Records shown:

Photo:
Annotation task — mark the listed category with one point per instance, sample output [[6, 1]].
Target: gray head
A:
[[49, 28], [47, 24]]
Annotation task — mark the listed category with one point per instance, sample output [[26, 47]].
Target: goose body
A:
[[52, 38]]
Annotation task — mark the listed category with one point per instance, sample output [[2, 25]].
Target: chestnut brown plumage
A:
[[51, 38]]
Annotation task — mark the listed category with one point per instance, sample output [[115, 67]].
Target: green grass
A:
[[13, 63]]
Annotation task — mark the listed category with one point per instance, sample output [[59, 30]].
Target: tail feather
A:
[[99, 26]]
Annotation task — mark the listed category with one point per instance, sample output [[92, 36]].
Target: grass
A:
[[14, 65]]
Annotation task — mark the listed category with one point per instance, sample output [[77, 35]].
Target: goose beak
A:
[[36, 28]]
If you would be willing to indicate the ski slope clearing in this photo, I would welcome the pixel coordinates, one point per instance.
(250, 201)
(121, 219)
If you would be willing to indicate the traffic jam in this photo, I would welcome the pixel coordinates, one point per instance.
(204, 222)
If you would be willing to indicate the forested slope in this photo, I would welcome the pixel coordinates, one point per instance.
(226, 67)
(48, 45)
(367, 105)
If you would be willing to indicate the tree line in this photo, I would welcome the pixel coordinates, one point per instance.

Exercise goal:
Look through the data above. Each line containing the word "Target" needs to be copied.

Response:
Target: gray head
Target: goose body
Target: chestnut brown plumage
Target: green grass
Target: tail feather
Target: grass
Target: goose beak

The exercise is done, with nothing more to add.